### ТЕКСТ ДЛЯ ЧТЕНИЯ
>>

Феномен Николая Бухарина потрясает. Сделав за пять лет бросок от леворадикальной
идеологии к правой концепции, он потом в следующие пять лет снова вернулся к левой
точке зрения на всемогущество государственной политики.
Крайности в теории так или иначе приводили и приводят к экстремизму в практике. Но
есть экстремизм людей, твердых в своих убеждениях. Так, Л.Д.Троцкий и троцкисты всегда
стояли на крайне левых позициях, всегда были "левее" Ленина и партии. Их упорство было
упорством принципиальных противников. А есть экстремизм людей, мечущихся от одной
крайности к другой. Этот экстремизм еще более трагичен, особенно если он основан на
искренних заблуждениях. Ведь в конечном итоге Бухарин стремился быть в русле партийной
политики. Но он всегда делал "лишние", за пределами реализуемого, шаги, а потом, с
опозданием начиная движение в обратном направлении, снова не мог вовремя остановиться
и доходил до противоположной крайности.

<<

### ПИСЬМЕННЫЕ ЗАДАНИЯ
[1] Повторите без изменений фрагмент текста о Бухарине: начните с того места, где стоят слова «Феномен Николая Бухарина», и остановитесь после слов «всемогущество государственной политики.».
[2] Перескажите короче абзац текста о Бухарине, начинающийся словами «Крайности в теории», в виде списка, сохранив его основные факты.

### ИСХОДНЫЕ ДАННЫЕ
>>

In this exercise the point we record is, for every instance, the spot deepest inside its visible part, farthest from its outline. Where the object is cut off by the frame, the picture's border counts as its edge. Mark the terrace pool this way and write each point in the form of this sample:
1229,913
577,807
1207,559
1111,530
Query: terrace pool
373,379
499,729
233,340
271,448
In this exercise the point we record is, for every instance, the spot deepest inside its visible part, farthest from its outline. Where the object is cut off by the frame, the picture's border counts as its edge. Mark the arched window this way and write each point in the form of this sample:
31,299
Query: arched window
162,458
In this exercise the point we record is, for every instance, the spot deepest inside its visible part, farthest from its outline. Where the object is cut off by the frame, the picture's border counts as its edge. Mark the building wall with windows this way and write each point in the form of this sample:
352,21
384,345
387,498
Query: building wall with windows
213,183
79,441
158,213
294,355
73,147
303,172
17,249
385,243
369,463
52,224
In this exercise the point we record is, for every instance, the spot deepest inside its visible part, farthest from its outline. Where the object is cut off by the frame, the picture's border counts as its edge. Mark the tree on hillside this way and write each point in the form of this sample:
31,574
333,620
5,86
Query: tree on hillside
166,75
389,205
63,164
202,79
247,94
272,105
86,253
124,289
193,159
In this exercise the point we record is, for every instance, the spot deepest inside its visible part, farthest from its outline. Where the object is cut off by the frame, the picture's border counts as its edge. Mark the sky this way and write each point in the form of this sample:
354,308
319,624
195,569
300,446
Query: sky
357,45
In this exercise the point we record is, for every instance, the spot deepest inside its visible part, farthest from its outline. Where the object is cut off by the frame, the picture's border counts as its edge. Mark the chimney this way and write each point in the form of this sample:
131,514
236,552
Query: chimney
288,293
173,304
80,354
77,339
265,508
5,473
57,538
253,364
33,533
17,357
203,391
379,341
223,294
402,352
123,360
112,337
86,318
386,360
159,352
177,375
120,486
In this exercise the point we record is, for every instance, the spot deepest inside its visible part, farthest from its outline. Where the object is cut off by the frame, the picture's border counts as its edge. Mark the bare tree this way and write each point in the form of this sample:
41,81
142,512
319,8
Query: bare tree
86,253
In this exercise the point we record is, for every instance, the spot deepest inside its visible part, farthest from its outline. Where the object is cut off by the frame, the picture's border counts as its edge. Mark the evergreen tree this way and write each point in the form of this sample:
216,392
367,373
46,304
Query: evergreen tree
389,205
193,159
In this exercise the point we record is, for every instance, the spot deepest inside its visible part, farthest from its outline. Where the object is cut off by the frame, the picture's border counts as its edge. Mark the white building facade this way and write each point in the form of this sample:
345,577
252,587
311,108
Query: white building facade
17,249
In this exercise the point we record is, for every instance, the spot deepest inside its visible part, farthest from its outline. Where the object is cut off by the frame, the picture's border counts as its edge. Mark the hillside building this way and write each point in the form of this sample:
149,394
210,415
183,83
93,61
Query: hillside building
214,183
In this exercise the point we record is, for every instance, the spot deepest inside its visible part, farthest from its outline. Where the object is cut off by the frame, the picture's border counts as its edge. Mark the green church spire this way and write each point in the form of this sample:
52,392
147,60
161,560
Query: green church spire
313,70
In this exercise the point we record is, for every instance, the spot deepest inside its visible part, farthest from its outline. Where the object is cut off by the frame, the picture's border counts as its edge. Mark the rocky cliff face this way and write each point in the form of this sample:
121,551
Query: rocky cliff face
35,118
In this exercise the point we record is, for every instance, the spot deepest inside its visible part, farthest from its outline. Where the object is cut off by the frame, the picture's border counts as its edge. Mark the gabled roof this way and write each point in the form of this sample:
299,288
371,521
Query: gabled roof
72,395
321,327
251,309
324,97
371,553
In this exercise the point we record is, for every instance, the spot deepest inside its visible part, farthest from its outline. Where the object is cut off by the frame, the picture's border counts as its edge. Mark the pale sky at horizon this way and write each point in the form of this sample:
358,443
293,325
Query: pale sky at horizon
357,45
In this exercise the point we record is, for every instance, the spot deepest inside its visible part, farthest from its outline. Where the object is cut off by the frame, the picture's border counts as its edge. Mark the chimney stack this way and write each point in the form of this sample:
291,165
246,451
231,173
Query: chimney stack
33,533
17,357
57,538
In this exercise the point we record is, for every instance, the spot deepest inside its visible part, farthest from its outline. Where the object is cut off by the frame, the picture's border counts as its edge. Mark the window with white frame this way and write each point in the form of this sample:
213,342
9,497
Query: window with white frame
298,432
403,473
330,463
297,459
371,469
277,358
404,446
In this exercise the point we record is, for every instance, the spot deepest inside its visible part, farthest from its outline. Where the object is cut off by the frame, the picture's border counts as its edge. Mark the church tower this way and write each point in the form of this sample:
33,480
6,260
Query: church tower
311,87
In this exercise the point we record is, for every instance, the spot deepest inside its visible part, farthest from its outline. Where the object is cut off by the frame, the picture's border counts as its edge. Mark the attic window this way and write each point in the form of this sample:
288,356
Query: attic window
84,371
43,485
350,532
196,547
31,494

<<

### ОТВЕТЫ
[1]
Феномен Николая Бухарина потрясает. Сделав за пять лет бросок от леворадикальной
идеологии к правой концепции, он потом в следующие пять лет снова вернулся к левой
точке зрения на всемогущество государственной политики.

[2]
- Крайности в теории приводили и приводят к экстремизму на практике.
- Есть экстремизм людей, твердых в убеждениях: Троцкий и троцкисты всегда стояли на крайне левых позициях, были «левее» Ленина и партии, а их упорство было упорством принципиальных противников.
- Есть экстремизм людей, мечущихся между крайностями. Он еще трагичнее, особенно если основан на искренних заблуждениях.
- Бухарин стремился быть в русле партийной политики, но делал «лишние» шаги, затем с опозданием начинал движение назад, не мог вовремя остановиться и доходил до противоположной крайности.